Data entries:
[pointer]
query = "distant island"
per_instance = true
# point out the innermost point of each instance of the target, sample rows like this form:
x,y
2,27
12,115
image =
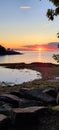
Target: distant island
x,y
4,51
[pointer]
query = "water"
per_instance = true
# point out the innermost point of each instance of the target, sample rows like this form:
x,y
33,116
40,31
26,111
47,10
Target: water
x,y
30,56
14,76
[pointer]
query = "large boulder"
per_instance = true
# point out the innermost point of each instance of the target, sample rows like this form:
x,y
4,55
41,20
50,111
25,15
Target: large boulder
x,y
4,122
11,99
38,95
26,116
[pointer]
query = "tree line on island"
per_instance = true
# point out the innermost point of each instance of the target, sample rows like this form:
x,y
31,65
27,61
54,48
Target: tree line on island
x,y
4,51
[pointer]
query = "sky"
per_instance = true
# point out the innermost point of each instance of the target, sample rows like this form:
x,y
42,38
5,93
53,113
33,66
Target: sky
x,y
23,24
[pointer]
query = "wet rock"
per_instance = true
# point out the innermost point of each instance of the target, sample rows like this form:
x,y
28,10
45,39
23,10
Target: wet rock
x,y
4,122
26,116
26,102
38,95
5,109
11,99
50,91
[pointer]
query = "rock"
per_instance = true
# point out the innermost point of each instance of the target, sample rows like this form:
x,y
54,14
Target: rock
x,y
5,109
26,116
4,122
36,94
56,108
50,91
26,102
11,99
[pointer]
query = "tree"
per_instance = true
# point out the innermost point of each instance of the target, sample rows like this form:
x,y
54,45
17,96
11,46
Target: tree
x,y
51,13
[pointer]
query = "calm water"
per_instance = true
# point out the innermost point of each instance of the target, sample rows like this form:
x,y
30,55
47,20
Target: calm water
x,y
30,56
14,76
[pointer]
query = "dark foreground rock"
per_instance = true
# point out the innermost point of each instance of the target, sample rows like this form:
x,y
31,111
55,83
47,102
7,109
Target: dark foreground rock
x,y
34,109
26,116
38,95
4,122
4,51
11,99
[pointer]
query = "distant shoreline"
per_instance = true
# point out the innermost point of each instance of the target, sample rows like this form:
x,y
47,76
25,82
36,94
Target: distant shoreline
x,y
48,70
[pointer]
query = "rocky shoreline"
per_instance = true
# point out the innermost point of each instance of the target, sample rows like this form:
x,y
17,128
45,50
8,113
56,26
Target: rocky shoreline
x,y
48,70
34,109
32,105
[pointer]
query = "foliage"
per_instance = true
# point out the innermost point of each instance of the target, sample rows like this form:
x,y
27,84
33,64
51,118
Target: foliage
x,y
56,57
51,13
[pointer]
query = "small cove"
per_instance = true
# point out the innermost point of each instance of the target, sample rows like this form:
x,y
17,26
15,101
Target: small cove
x,y
17,76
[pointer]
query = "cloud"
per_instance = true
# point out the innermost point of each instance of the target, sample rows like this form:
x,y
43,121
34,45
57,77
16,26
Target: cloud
x,y
24,7
49,46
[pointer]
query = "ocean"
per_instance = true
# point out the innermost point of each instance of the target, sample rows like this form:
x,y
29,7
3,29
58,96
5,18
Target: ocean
x,y
14,76
30,56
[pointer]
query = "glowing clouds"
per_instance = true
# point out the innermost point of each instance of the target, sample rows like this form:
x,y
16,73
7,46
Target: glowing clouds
x,y
24,7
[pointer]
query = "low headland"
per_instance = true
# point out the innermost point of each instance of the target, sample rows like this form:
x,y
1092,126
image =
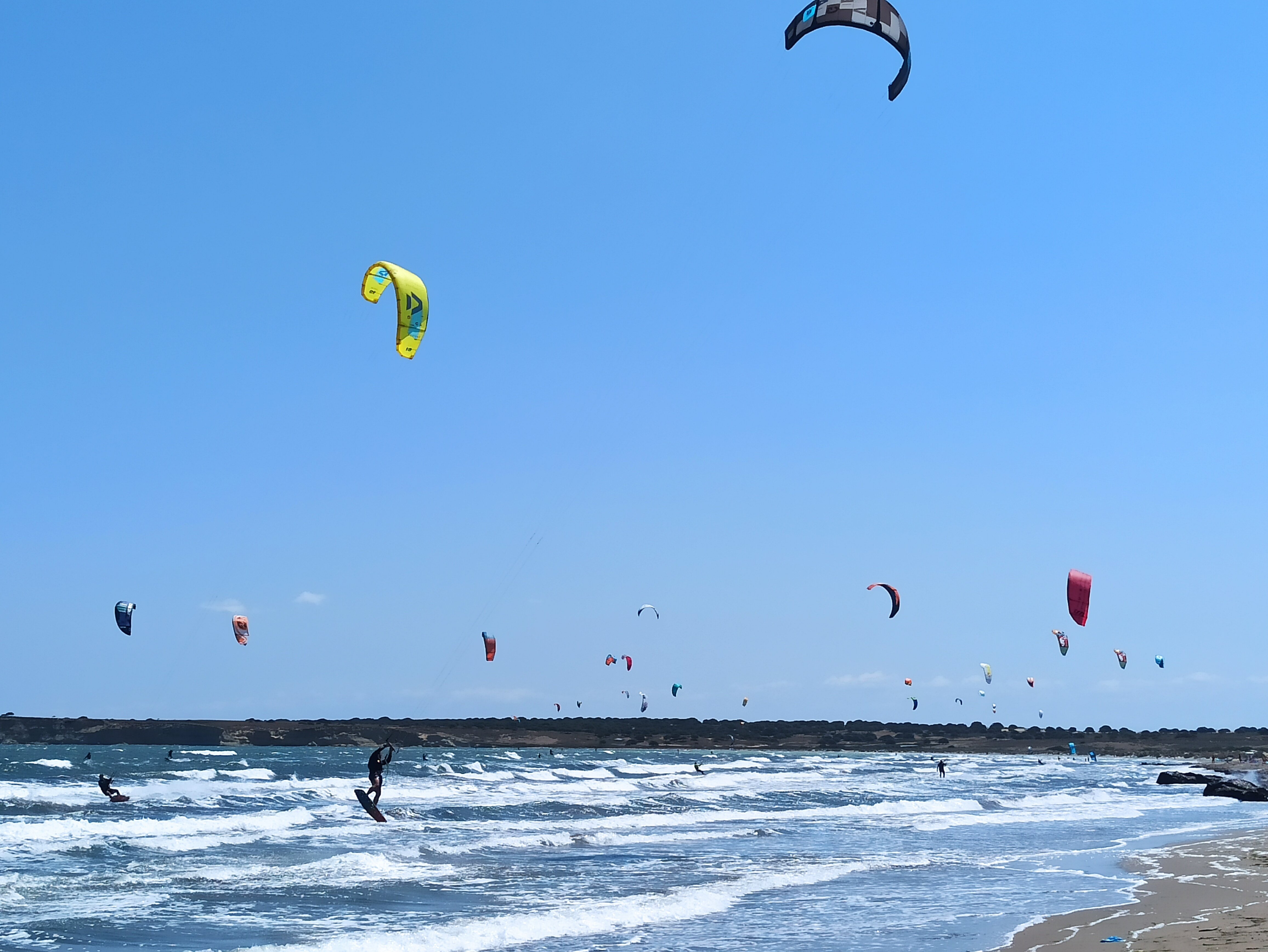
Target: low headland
x,y
643,733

Aim: Print the complete listing exactly as it stands, without its pictures.

Reply:
[pointer]
query = "distant island"
per_instance = true
# point out the innermost point of each instance of the target, sample rows like this form:
x,y
2,27
12,115
image =
Target: distant island
x,y
4,51
[pointer]
query = "water"
per_instance = true
# point out the innermost point of each instance of the target, sample rows like this form:
x,y
33,116
40,31
26,111
47,10
Target: water
x,y
30,56
14,76
[pointer]
query = "large boulder"
per_instance = true
# point out the innermost point of each instance of the target, sample rows like this form:
x,y
4,55
41,20
50,111
25,15
Target: large boulder
x,y
4,122
11,99
38,95
26,116
[pointer]
query = "tree line on island"
per_instance = true
# point out the innermost point of each instance of the target, sample rows like this form:
x,y
31,65
27,61
54,48
Target: tree line on island
x,y
4,51
[pointer]
query = "sky"
per_instance = true
# point out the innermost point of each instance of the target, sample rows like this form:
x,y
42,38
5,93
53,113
33,66
Target: sky
x,y
23,24
[pointer]
query = "wet rock"
per_instance = true
# point out the innermost point of each instance of the target, sample rows like this form:
x,y
28,10
45,39
23,10
Target: wet rock
x,y
4,122
26,116
26,102
38,95
5,109
11,99
50,91
[pointer]
query = "rock"
per_instance = true
# point out the innermost point of each instance of the target, sample rows like this form:
x,y
54,14
Target: rock
x,y
5,109
26,116
4,122
36,94
56,108
50,91
26,102
11,99
[pointer]
query = "tree"
per_instance = true
# point out the innermost point of each instance of the target, sample rows like this form:
x,y
54,45
17,96
11,46
Target: tree
x,y
51,13
[pointer]
query = "calm water"
per_instance = true
# point out the innermost point of each instance of the target, sample rows like this form:
x,y
30,55
47,20
Target: calm water
x,y
30,56
14,76
[pointer]
query = "dark foreground rock"
per_instance = true
# point out the innermost point of each instance of the target, sample rows like this form:
x,y
31,111
55,83
47,102
7,109
Target: dark foreground rock
x,y
34,109
26,116
38,95
4,122
4,51
11,99
[pointer]
query = "distant shoreline"
per_instance = true
# point out the innermost point of each instance of the target, sample rows like this form:
x,y
47,76
25,82
36,94
Target: distant shoreline
x,y
48,70
[pointer]
query = "rocky shoreline"
per_instance = true
# point out the innermost point of each instance of the target, sample rows like this form:
x,y
17,128
45,50
8,113
56,26
Target: rocky shoreline
x,y
48,70
34,109
32,105
[pointer]
query = "foliage"
per_instance = true
# point out the innermost point of each instance of the target, sample rows like this form:
x,y
27,84
33,64
51,118
Target: foliage
x,y
56,57
51,13
[pointer]
query = "small cove"
per_instance = true
# point out the innermost point of each instance of the target, sample rows like this form:
x,y
17,26
15,101
Target: small cove
x,y
17,76
[pointer]
query = "cloud"
per_instance = true
# point out the innermost point of each instance of the target, sample rows like this form:
x,y
43,121
34,45
57,77
16,26
Target: cloud
x,y
24,7
49,46
[pointer]
query = "ocean"
per_instance = true
# point out the innermost point of each instance of the target, sample rows like this form:
x,y
29,7
3,29
58,96
5,18
Target: ocean
x,y
14,76
30,56
[pointer]
query = "glowing clouds"
per_instance = true
# point out the innermost point of each instance of the target, sample rows like this form:
x,y
16,73
7,46
Target: glowing clouds
x,y
24,7
[pointer]
query = "low headland"
per_instance = true
# point out the innermost point of each instance of the target, sample rows like this form:
x,y
1092,126
image =
Target: low headland
x,y
643,733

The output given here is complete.